Passage provided:
# # # #

# Turning Black African strikers



## DaveHawk (Jun 2, 2017)

I ordered 40 blanks 1x1x9
This wood like to chatter which wi cause a split at the tip when taken down to 3/8 striking shaft. 
Ive work our the problem with raiser sharp tools and 100 grit sand paper

Reactions: Like 2 | EyeCandy! 6 | Way Cool 4


----------



## woodtickgreg (Jun 2, 2017)

They look nice.

Reactions: Thank You! 1 | Agree 1


----------



## Mike1950 (Jun 2, 2017)

I am not a turner but my guess is because it is so hard. I know coco-kingwood and other very hard woods like to chatter on bandsaw and sorta self feeds if you do not watch it. The thinner stuff I use a 6 tooth blade to stop it. I think the hook on tooth wants to pull instead of cut because of hardness which makes it chatter. Scared the crap out of me the first couple times- now I feed slow and keep plenty of downward pressure. No sure how that applies to turning but it sounds like your problem is similar- @Tclem does all those hairstix

Reactions: Like 2


----------



## Ray D (Jun 2, 2017)

Those are nice Dave. Interesting how you have them in the headstock.

Reactions: Like 1 | Agree 1


----------



## The100road (Jun 2, 2017)

Those are really nice! Can I ask where you ordered the blanks from?

Reactions: Agree 1


----------



## DaveHawk (Jun 2, 2017)

Ray D said:


> Those are nice Dave. Interesting how you have them in the headstock.


Ray I square off the back side then shave the 4 edges to fit tight into the head. Allowing more room to work.

Reactions: Informative 1 | Useful 1


----------



## DaveHawk (Jun 2, 2017)

# # # #

Data shown:
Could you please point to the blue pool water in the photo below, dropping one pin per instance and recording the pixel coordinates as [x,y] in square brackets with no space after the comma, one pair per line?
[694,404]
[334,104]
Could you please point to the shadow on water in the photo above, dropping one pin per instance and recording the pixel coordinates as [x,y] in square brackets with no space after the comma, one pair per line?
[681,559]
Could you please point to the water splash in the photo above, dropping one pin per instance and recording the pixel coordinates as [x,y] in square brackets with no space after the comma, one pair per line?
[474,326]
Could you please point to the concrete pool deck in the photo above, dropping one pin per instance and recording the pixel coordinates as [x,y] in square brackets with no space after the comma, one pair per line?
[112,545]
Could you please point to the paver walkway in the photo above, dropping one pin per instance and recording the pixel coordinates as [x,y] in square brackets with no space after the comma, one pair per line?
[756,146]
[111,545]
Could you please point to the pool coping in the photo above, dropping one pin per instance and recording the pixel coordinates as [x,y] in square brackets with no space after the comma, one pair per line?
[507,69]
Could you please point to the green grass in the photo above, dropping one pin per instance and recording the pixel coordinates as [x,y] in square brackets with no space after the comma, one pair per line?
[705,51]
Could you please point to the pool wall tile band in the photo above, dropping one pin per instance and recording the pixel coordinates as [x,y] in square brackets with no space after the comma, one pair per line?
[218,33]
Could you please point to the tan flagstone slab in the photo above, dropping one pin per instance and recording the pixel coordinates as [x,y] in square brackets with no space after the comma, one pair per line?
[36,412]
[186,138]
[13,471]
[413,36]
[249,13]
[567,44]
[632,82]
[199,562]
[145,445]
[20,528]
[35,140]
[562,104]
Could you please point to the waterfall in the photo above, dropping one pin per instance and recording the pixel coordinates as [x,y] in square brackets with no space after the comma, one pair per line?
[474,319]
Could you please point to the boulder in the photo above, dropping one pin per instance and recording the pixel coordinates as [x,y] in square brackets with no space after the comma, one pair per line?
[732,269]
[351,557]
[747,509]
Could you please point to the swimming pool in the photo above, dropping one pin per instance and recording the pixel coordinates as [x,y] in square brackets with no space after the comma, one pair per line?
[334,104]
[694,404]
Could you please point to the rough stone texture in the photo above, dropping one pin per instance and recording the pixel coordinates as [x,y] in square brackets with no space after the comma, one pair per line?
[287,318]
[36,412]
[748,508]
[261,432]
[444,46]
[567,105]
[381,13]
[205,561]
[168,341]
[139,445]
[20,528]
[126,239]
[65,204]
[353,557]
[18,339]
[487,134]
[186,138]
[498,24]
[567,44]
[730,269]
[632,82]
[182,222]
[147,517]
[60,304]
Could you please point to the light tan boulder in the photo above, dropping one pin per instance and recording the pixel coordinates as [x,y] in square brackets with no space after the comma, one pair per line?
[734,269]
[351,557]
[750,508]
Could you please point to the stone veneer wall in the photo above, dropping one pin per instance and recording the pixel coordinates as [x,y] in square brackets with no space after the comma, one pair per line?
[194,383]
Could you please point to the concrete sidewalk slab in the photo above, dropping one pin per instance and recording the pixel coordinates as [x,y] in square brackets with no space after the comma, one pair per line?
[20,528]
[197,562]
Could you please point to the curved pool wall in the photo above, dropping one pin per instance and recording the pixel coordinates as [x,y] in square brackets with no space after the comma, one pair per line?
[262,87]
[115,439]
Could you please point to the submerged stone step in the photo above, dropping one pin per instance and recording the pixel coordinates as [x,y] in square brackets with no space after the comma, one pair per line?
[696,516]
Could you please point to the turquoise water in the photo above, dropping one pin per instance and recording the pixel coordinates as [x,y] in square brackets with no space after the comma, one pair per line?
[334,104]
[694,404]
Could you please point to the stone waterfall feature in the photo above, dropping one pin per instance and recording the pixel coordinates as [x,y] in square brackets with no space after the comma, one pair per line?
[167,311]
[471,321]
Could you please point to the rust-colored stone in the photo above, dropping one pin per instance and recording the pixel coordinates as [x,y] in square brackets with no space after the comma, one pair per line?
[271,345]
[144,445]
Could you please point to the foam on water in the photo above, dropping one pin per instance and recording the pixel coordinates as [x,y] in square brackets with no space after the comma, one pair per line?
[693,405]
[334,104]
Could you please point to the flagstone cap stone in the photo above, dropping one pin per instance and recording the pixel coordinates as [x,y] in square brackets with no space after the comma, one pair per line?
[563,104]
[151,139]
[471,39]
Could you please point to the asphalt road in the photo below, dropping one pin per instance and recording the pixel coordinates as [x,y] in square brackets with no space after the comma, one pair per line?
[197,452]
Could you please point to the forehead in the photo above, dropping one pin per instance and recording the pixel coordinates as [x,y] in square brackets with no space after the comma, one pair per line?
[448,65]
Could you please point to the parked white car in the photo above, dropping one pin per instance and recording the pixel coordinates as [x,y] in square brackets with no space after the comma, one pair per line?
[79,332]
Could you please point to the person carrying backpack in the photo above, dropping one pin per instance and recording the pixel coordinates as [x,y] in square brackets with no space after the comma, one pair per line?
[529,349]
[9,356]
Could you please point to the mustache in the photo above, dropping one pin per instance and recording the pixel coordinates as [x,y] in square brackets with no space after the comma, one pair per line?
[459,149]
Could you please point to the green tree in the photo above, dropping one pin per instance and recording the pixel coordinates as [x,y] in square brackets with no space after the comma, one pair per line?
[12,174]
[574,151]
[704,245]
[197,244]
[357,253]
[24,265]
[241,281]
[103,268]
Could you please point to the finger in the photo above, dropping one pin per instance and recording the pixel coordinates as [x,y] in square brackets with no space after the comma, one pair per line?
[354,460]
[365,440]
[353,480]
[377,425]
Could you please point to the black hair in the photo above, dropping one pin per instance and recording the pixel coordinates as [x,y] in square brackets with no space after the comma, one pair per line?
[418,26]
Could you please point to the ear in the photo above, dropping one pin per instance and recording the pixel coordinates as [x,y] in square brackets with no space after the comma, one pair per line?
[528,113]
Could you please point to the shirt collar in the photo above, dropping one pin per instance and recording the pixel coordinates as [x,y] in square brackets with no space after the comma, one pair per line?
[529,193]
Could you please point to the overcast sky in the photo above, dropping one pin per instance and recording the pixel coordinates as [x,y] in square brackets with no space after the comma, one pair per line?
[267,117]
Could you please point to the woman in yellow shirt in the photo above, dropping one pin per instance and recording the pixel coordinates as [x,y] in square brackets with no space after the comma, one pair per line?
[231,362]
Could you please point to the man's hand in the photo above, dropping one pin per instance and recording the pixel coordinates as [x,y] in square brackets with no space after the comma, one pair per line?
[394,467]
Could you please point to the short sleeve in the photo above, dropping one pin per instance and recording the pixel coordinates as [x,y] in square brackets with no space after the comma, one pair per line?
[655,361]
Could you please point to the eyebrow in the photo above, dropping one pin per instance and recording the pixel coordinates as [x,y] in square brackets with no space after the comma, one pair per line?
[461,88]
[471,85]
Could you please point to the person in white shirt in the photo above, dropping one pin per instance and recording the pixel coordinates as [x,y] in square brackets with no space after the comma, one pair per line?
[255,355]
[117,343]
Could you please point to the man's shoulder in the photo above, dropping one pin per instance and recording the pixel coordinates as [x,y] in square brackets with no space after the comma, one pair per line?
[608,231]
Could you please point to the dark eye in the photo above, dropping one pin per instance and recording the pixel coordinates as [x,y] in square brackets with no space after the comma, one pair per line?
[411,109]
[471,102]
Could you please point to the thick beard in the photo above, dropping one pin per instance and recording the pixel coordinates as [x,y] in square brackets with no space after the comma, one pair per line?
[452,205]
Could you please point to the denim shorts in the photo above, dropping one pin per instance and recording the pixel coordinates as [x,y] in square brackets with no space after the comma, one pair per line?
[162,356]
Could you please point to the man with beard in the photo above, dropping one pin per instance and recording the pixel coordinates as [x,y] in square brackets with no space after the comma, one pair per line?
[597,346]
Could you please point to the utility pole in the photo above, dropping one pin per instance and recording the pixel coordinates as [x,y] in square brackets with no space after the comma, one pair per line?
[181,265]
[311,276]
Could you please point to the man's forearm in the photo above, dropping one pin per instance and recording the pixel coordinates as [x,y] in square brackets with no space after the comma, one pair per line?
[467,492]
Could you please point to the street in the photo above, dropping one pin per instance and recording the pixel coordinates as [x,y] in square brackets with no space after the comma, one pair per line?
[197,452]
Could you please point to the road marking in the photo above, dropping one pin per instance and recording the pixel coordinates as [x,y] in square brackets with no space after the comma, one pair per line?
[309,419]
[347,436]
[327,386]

# # # #

Short exercise 1: In the forum thread on turning Black African strikers, what does Mike1950 use on thinner stock to stop chatter at the bandsaw?
Short exercise 2: Continue the forum thread on turning Black African strikers from the point where it stops.

Final answer 1: A 6 tooth blade.

Final answer 2:
I've been looking into making a dowell jig to turn the striking end. I've watched a few YouTube vids on the subject. Any dos and don'ts ?


----------



## DaveHawk (Jun 2, 2017)

The100road said:


> Those are really nice! Can I ask where you ordered the blanks from?


I look around thenet to see who has some available it's getting harder to get.


----------



## DaveHawk (Jun 2, 2017)

View attachment 128763
Start to finish lil mixed up

Reactions: Way Cool 3 | Informative 1


----------



## DKMD (Jun 2, 2017)

Nice work!

I've turned several finials from Blackwood, and it does take a sharp tool and light pressure. Although it's supposed to be a no-no, I've had good luck cutting against the grain with A. Blackwood and other dense timbers. Also, applying back pressure/counter pressure with a finger helps dampen vibration.

Reactions: Thank You! 1


----------



## Ray D (Jun 2, 2017)

It's always interesting to see how other guys make things. I turn mine with the striker tip towards the headstock. I cut my blank a little oversized and put 3/4 inch or so in a chuck. This has greatly reduced vibration for me. I also tend to turn my striker shaft down to 1/4 in. Thanks for posting all the pictures. I will have to give your method a try.

Reactions: Like 1


----------



## DaveHawk (Jun 2, 2017)

Mike thanks for the tip on more pressure on the gouge, took 9% of the chatter away.


----------



## Tony (Jun 2, 2017)

Dave, I'm new to turning so forgive me if this is a stupid question. What is the advantage of doing it that way as opposed to putting the end in a chuck? Tony


----------



## DaveHawk (Jun 2, 2017)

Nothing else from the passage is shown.